-- START Records provided --
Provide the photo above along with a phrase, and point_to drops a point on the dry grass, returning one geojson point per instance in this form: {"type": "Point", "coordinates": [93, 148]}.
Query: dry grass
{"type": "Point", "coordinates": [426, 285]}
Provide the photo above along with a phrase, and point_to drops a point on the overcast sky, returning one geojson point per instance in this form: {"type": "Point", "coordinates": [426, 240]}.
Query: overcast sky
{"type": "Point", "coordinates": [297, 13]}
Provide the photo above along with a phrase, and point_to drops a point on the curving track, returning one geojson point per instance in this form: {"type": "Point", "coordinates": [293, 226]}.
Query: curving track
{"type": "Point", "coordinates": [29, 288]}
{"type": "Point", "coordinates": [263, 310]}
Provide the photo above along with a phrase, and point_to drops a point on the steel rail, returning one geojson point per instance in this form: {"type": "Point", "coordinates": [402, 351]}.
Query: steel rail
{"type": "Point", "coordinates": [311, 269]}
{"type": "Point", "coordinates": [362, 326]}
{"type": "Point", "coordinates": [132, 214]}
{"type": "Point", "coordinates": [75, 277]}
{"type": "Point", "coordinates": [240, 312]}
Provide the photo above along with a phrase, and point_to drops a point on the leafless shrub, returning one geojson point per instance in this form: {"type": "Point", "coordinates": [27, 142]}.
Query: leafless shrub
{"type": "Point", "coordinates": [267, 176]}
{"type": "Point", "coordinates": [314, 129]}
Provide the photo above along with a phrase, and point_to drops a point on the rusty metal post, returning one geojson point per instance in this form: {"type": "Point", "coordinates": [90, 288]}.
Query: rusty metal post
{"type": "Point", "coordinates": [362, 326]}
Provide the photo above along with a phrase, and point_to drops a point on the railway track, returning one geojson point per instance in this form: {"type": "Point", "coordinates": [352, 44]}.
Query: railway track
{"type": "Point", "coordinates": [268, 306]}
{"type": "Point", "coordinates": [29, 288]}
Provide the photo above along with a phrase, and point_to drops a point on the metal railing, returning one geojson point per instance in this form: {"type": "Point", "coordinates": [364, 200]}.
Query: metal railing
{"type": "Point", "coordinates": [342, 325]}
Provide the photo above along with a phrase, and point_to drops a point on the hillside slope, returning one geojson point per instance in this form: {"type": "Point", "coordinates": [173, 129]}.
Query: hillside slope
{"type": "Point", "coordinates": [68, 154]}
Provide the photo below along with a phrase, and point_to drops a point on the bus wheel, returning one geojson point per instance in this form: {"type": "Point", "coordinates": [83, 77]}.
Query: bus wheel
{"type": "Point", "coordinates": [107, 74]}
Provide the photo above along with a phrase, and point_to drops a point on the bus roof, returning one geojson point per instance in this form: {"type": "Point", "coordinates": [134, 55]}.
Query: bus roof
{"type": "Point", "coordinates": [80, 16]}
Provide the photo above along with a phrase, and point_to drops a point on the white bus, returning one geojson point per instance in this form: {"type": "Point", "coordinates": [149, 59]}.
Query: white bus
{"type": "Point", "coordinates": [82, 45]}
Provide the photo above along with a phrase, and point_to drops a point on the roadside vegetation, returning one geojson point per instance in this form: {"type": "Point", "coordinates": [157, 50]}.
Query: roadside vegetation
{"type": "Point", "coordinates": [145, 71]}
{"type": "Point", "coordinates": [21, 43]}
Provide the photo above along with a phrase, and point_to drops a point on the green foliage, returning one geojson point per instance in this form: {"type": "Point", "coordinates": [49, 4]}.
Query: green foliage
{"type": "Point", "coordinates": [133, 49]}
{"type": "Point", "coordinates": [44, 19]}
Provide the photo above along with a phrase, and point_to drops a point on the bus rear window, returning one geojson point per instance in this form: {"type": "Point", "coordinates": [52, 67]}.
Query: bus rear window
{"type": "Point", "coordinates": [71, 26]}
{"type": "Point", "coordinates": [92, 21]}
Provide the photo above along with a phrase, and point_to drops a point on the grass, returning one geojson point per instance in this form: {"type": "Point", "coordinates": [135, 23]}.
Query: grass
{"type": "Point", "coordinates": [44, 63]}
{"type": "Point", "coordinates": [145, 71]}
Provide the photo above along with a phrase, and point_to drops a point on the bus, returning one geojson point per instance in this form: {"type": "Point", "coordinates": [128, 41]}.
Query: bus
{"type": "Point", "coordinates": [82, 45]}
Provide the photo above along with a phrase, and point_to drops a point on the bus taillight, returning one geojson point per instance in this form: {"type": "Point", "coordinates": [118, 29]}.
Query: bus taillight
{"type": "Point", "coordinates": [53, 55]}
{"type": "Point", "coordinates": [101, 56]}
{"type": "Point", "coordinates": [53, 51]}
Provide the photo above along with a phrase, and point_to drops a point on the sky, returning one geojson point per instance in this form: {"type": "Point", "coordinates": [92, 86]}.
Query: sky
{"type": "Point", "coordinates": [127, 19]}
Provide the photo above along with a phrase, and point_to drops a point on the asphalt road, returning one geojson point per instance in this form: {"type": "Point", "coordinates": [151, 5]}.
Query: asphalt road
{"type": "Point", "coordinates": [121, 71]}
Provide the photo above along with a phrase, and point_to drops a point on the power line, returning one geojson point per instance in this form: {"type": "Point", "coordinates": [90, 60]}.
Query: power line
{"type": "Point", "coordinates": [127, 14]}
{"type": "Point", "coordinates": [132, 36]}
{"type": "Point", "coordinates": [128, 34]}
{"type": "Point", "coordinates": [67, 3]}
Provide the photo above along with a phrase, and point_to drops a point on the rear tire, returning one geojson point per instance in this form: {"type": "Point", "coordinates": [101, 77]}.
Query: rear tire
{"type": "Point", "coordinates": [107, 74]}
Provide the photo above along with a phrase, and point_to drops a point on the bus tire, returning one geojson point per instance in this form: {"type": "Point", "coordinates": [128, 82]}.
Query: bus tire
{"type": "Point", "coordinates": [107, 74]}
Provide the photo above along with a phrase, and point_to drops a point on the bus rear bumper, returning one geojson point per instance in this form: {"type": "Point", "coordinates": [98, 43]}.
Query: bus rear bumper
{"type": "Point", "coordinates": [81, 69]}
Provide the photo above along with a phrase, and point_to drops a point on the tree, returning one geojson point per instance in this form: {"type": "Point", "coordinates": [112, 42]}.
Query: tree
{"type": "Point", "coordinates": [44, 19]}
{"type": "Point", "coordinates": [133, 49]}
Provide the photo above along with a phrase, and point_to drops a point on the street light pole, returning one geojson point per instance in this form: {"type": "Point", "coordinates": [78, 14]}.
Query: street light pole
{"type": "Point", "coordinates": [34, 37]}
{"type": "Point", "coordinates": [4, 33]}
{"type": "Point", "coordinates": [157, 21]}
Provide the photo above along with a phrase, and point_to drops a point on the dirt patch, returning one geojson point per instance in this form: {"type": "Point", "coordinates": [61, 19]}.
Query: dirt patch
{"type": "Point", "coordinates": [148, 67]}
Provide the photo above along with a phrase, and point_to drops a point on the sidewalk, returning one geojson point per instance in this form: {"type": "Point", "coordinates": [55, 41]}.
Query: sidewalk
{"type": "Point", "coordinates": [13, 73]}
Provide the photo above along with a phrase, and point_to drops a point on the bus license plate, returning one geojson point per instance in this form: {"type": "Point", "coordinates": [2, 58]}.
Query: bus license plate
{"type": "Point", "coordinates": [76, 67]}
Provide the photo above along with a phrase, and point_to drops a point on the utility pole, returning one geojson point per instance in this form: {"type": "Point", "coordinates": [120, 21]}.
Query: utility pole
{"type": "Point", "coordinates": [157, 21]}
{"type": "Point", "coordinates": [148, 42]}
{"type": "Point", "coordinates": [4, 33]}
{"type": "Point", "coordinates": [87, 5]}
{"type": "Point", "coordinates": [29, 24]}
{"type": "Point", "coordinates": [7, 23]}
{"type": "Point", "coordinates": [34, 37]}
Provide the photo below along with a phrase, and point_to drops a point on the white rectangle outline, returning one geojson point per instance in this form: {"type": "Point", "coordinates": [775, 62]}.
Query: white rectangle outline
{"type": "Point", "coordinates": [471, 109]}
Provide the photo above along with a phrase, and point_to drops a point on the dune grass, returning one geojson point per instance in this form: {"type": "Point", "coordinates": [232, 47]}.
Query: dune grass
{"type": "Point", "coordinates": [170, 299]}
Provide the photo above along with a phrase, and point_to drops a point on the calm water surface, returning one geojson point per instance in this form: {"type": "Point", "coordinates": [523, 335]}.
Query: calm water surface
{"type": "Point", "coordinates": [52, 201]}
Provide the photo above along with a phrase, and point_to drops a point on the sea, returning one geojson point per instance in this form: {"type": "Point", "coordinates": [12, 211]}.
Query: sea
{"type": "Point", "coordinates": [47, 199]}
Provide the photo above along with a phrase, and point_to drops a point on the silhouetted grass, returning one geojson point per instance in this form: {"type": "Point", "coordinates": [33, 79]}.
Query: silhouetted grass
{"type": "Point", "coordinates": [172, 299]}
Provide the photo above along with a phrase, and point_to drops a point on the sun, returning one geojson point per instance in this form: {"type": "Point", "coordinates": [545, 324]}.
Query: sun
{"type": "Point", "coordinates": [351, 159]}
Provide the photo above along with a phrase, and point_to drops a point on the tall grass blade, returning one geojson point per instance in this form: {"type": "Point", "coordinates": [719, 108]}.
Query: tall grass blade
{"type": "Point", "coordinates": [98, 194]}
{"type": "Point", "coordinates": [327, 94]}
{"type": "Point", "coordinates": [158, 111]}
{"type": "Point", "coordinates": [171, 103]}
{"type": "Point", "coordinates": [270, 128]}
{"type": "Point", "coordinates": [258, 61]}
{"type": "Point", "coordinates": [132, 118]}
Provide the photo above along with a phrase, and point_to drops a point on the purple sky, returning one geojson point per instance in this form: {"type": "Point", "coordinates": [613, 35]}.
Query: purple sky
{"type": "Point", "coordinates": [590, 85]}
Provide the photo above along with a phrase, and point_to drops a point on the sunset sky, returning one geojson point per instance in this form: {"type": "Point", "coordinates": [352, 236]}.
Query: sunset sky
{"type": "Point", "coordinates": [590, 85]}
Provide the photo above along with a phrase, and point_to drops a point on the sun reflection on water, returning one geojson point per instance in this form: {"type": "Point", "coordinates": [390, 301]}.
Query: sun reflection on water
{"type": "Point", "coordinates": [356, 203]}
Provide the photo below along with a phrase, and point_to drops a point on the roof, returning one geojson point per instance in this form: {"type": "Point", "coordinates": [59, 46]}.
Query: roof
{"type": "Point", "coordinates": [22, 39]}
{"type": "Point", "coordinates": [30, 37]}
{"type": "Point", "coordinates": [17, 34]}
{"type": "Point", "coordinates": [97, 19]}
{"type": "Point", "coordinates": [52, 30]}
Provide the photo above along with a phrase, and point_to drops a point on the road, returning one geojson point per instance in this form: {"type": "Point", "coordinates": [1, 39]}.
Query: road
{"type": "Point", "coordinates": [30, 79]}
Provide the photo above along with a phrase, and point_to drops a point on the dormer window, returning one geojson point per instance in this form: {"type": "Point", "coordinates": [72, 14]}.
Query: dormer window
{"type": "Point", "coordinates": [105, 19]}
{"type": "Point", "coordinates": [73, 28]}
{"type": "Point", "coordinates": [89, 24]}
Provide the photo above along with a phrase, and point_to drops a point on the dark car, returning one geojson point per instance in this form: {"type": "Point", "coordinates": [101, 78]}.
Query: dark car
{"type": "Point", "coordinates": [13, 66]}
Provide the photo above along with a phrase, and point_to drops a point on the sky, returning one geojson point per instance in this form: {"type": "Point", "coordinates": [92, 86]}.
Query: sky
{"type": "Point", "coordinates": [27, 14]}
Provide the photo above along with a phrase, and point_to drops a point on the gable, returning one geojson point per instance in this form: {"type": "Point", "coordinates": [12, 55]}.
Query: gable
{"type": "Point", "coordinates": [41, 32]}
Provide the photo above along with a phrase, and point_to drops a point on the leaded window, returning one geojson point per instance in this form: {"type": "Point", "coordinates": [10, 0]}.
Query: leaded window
-- END Records provided --
▸ Task to carry out
Extract exactly the lines between the line containing "the road, returning" and the end of the data, including both.

▸ Task response
Provide the photo above along with a phrase, and point_to drops a point on the road, returning one geojson point per instance in this form: {"type": "Point", "coordinates": [1, 39]}.
Query: road
{"type": "Point", "coordinates": [30, 79]}
Provide the photo above along with a phrase, and point_to drops a point on the dormer window, returning one geojson point per instance in this form: {"type": "Point", "coordinates": [72, 14]}.
Query: dormer window
{"type": "Point", "coordinates": [105, 19]}
{"type": "Point", "coordinates": [73, 28]}
{"type": "Point", "coordinates": [89, 24]}
Provide the photo above along with a phrase, and point_to drops a point on the dark car, returning one geojson point per instance in this form: {"type": "Point", "coordinates": [101, 78]}.
Query: dark car
{"type": "Point", "coordinates": [13, 66]}
Provide the photo above along with a phrase, and point_to drops a point on the sky, returning one geojson point per instance in this form: {"type": "Point", "coordinates": [92, 86]}.
Query: sky
{"type": "Point", "coordinates": [27, 14]}
Provide the photo above along with a phrase, and point_to drops a point on the gable, returning one geojson point per instance in this form: {"type": "Point", "coordinates": [12, 55]}.
Query: gable
{"type": "Point", "coordinates": [41, 32]}
Provide the photo above along with a phrase, and point_to drops a point on the leaded window, returning one geojson point per instance in this form: {"type": "Point", "coordinates": [10, 0]}.
Query: leaded window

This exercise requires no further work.